WHAT THE TASK ASKS>
Copy the records from the start through the line containing "[0,0,640,187]", substituting "telephone pole" for "utility pole" and changing nothing else. Leave out the pictures.

PROVIDED DATA>
------------
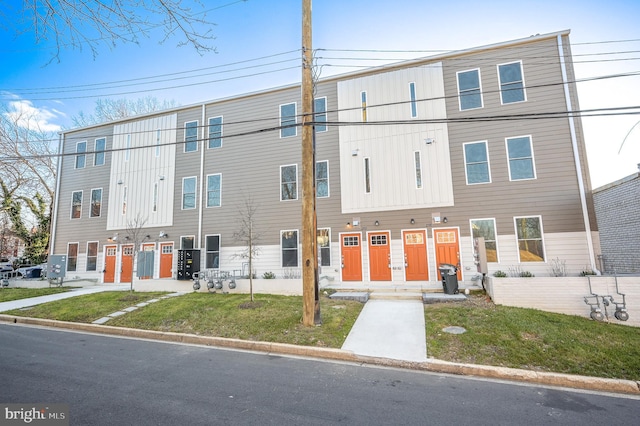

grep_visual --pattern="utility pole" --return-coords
[301,0,320,326]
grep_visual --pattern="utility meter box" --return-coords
[47,254,67,278]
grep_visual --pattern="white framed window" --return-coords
[498,61,527,105]
[462,141,491,185]
[182,176,198,210]
[469,218,498,262]
[207,173,222,207]
[184,120,198,152]
[456,69,483,111]
[513,216,545,263]
[280,102,298,138]
[208,116,222,149]
[313,97,327,133]
[316,228,331,266]
[316,160,329,198]
[93,138,107,166]
[280,164,298,201]
[280,229,298,268]
[71,191,82,219]
[505,136,536,181]
[89,188,102,217]
[205,234,220,269]
[75,141,87,169]
[409,82,418,118]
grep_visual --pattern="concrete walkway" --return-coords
[342,299,427,362]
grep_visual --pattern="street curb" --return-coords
[0,314,640,395]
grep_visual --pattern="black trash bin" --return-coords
[438,263,458,294]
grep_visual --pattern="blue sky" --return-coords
[0,0,640,187]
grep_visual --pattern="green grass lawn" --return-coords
[0,287,71,302]
[425,296,640,380]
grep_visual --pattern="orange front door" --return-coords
[369,232,391,281]
[104,246,117,283]
[340,234,362,281]
[433,228,462,280]
[120,246,133,283]
[402,231,429,281]
[160,243,173,278]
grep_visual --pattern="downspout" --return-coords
[558,34,600,275]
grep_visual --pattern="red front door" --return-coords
[368,232,391,281]
[340,234,362,281]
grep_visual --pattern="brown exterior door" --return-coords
[433,228,462,280]
[120,245,133,283]
[160,243,173,278]
[103,246,117,283]
[402,230,429,281]
[368,232,391,281]
[340,234,362,281]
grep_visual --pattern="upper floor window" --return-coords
[182,176,197,210]
[76,141,87,169]
[507,136,536,180]
[498,61,526,104]
[316,161,329,198]
[208,116,222,148]
[207,173,222,207]
[280,102,298,138]
[313,98,327,132]
[457,69,482,111]
[280,164,298,201]
[71,191,82,219]
[184,121,198,152]
[463,142,491,185]
[93,138,107,166]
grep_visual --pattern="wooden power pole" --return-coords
[301,0,320,326]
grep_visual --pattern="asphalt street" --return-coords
[0,324,640,426]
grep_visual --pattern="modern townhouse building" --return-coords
[51,31,599,287]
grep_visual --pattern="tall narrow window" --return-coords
[67,243,79,272]
[316,228,331,266]
[207,173,222,207]
[71,191,82,219]
[514,216,544,262]
[184,121,198,152]
[205,235,220,269]
[316,161,329,198]
[457,69,482,111]
[364,158,371,194]
[413,151,422,189]
[93,138,107,166]
[182,176,197,210]
[409,82,418,118]
[87,241,98,271]
[313,98,327,132]
[280,164,298,201]
[463,142,491,185]
[76,141,87,169]
[208,116,222,148]
[360,92,367,123]
[89,188,102,217]
[280,230,298,268]
[470,219,498,262]
[280,102,298,138]
[498,61,526,104]
[507,136,536,180]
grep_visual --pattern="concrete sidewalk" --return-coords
[342,299,427,362]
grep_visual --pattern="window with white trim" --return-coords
[506,136,536,180]
[513,216,545,262]
[462,141,491,185]
[498,61,527,105]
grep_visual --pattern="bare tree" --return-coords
[0,0,215,61]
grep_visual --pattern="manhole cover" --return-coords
[442,326,467,334]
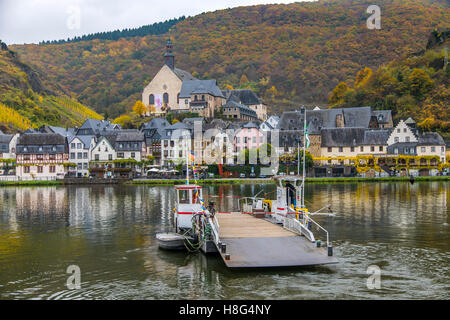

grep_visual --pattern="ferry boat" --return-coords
[157,105,338,268]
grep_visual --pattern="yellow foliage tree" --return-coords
[329,82,349,104]
[355,67,373,88]
[0,103,32,130]
[133,100,147,117]
[113,114,132,128]
[239,74,250,86]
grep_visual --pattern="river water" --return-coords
[0,182,450,299]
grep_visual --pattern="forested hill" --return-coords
[0,41,102,133]
[330,30,450,140]
[40,16,186,44]
[14,0,450,117]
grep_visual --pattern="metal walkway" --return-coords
[216,213,338,268]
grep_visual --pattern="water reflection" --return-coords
[0,182,450,299]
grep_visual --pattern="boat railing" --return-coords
[283,216,330,247]
[206,215,220,245]
[238,197,266,213]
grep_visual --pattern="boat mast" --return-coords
[185,137,189,184]
[302,106,306,208]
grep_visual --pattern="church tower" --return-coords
[164,38,175,70]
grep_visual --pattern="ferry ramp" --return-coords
[216,212,338,268]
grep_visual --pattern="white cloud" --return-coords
[0,0,308,44]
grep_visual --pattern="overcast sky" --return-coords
[0,0,310,44]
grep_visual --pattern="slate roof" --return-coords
[180,80,225,98]
[387,142,417,156]
[116,131,144,142]
[279,107,372,134]
[222,89,262,106]
[173,68,197,81]
[77,119,120,135]
[16,133,68,154]
[141,118,170,130]
[322,128,366,148]
[222,101,257,118]
[161,122,190,140]
[372,110,392,124]
[418,132,445,146]
[67,135,96,149]
[0,133,14,153]
[39,126,75,137]
[321,128,391,147]
[364,130,392,146]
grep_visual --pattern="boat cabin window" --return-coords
[178,190,191,204]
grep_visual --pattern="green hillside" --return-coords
[0,43,102,132]
[329,31,450,139]
[13,0,450,117]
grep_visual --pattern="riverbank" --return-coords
[126,176,450,185]
[0,176,450,187]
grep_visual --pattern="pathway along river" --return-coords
[0,182,450,299]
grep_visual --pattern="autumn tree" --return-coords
[355,67,373,88]
[239,74,250,87]
[408,68,434,97]
[329,82,349,104]
[133,100,147,117]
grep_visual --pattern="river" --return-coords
[0,182,450,299]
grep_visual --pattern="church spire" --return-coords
[164,38,175,69]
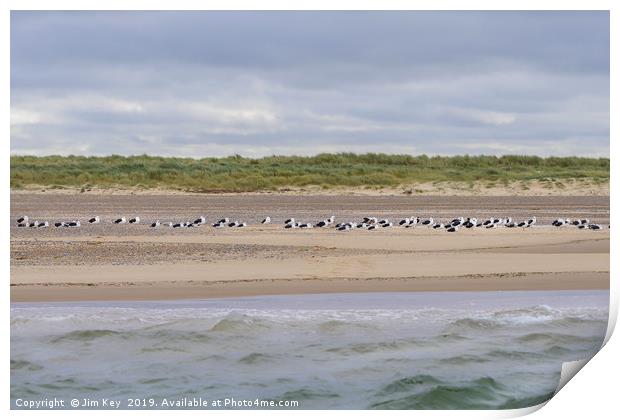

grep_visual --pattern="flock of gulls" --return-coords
[16,216,601,232]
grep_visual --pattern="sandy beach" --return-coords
[11,193,609,302]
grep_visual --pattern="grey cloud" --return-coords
[11,12,609,156]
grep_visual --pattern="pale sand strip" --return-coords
[14,227,609,252]
[11,253,609,284]
[11,272,609,302]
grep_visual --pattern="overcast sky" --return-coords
[11,12,609,157]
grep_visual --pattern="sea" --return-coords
[11,291,609,409]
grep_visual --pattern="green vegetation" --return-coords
[11,153,609,192]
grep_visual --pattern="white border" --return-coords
[0,0,620,420]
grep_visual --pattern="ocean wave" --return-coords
[369,377,507,410]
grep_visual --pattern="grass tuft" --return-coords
[11,153,610,193]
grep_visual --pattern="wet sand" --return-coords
[11,194,609,301]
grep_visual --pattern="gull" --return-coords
[405,217,420,227]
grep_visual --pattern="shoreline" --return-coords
[11,271,609,303]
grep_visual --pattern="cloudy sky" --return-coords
[11,12,609,157]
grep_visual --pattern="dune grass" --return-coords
[11,153,609,192]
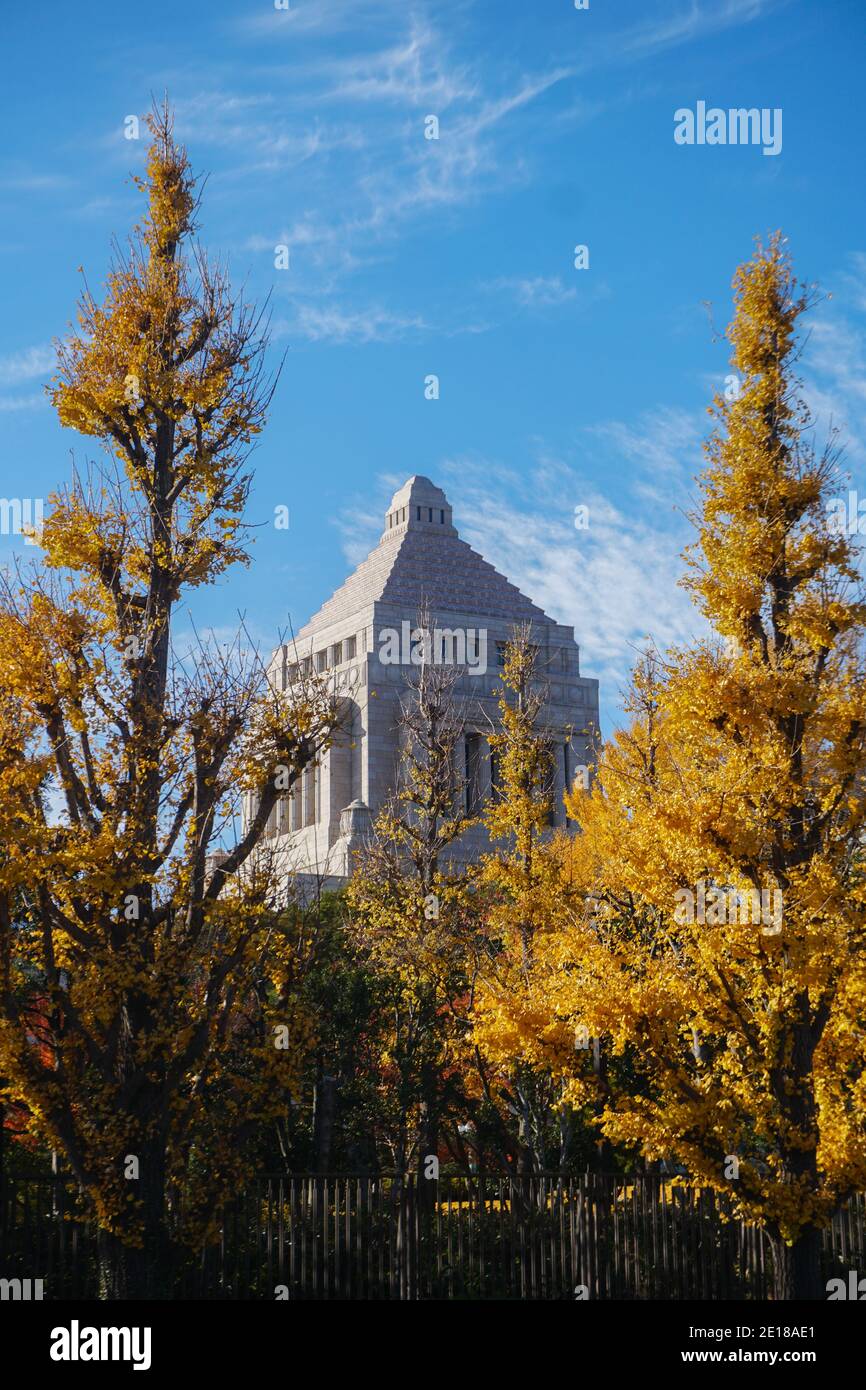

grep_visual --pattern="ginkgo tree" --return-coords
[0,107,339,1297]
[544,235,866,1298]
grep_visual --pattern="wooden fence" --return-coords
[0,1173,866,1300]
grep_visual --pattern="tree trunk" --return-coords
[770,1226,827,1302]
[97,1145,177,1301]
[313,1070,336,1173]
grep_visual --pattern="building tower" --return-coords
[246,475,599,887]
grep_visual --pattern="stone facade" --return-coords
[246,477,599,885]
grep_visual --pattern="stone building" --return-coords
[246,477,599,885]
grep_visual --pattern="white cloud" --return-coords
[0,396,44,413]
[274,304,427,343]
[484,275,577,309]
[443,459,702,717]
[0,343,56,386]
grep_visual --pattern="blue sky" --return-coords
[0,0,866,731]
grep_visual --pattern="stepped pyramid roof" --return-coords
[297,474,553,638]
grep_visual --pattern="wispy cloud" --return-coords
[0,396,46,414]
[274,304,427,343]
[482,275,577,309]
[0,343,56,386]
[442,456,702,719]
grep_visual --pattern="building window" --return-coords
[466,734,481,816]
[491,748,502,801]
[544,744,556,826]
[563,745,571,827]
[303,766,318,826]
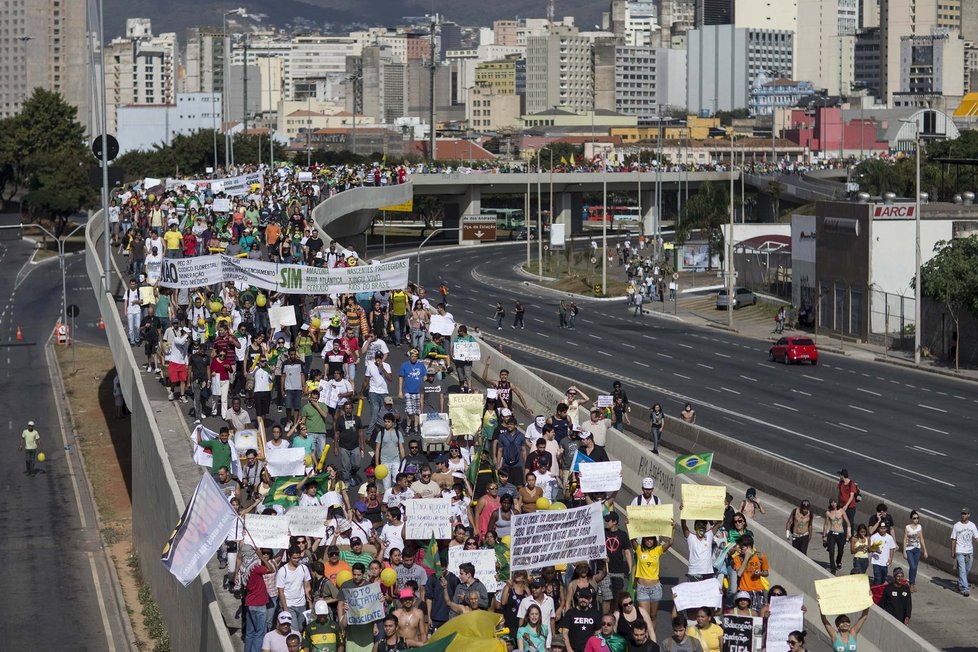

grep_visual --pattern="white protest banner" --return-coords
[160,256,224,288]
[285,506,329,539]
[766,595,805,652]
[265,448,306,478]
[404,498,452,541]
[244,514,289,549]
[672,577,723,611]
[452,342,482,362]
[722,615,760,652]
[448,546,502,593]
[343,582,385,625]
[268,306,296,328]
[510,503,607,571]
[578,460,621,494]
[160,473,238,586]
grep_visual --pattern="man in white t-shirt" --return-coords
[680,519,723,582]
[951,507,978,597]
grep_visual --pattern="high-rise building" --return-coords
[102,18,178,133]
[879,0,936,104]
[687,25,794,113]
[526,25,594,114]
[0,0,92,125]
[696,0,734,27]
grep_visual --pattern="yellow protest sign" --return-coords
[448,394,485,436]
[625,505,672,539]
[380,197,414,213]
[815,575,873,616]
[679,484,727,521]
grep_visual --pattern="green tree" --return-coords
[676,183,730,270]
[914,236,978,369]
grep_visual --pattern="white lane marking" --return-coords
[849,405,876,414]
[905,446,947,457]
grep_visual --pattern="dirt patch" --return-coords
[57,344,154,650]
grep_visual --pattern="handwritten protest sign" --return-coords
[510,503,607,571]
[265,447,306,478]
[343,582,384,625]
[404,498,452,541]
[580,460,621,493]
[452,342,482,362]
[448,546,503,593]
[625,505,673,539]
[448,394,485,436]
[672,577,722,611]
[244,514,289,549]
[765,595,805,652]
[815,575,873,616]
[679,484,727,521]
[723,615,764,652]
[285,505,329,539]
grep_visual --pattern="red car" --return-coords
[768,337,818,364]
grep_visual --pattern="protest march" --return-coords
[126,163,940,652]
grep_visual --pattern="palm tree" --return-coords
[676,183,730,270]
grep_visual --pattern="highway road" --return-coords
[412,242,978,522]
[0,240,130,651]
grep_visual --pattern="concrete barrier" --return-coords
[474,338,937,652]
[85,211,235,652]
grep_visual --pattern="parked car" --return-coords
[768,336,818,364]
[717,288,757,310]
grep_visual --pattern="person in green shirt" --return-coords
[302,389,326,460]
[197,427,231,475]
[302,600,339,652]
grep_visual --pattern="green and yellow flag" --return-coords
[676,453,713,476]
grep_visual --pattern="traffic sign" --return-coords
[462,215,496,242]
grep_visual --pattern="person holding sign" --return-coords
[819,607,869,652]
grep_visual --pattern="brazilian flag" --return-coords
[676,453,713,476]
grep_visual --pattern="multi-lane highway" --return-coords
[412,242,978,521]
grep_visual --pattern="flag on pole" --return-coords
[676,453,713,476]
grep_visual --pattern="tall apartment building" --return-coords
[102,18,179,133]
[526,25,594,113]
[687,25,794,113]
[879,0,936,104]
[0,0,92,125]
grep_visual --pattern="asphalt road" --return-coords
[412,242,978,521]
[0,241,129,651]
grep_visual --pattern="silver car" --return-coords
[717,288,757,310]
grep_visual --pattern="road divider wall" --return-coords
[474,337,936,652]
[85,211,235,652]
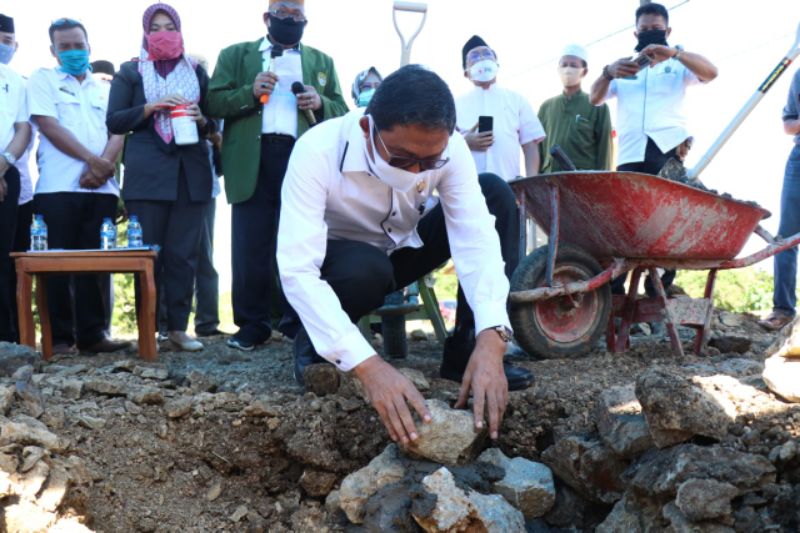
------------
SOLUTION FOR THIS TASK>
grep_visual --pattern="telephone pole" --return-coords
[301,0,320,326]
grep_visual --pattern="utility meter box" --return-coords
[47,254,67,278]
grep_visual --pattern="white framed window" --return-coords
[498,61,527,105]
[462,141,491,185]
[182,176,198,210]
[469,218,498,262]
[207,173,222,207]
[184,120,198,152]
[456,69,483,111]
[513,216,545,263]
[280,102,298,138]
[208,116,222,149]
[313,97,327,133]
[316,228,331,266]
[316,160,329,198]
[93,138,107,166]
[280,164,298,201]
[280,229,298,268]
[71,191,82,219]
[505,136,536,181]
[89,188,102,217]
[205,234,220,269]
[75,141,87,169]
[409,82,418,118]
grep_visual --pattern="concrete walkway" --return-coords
[342,299,427,362]
grep_visual --pattern="street curb" --return-coords
[0,314,640,395]
grep_visual --pattern="black trash bin" --return-coords
[438,263,458,294]
grep_visual --pattern="blue sky" --return-coords
[0,0,640,187]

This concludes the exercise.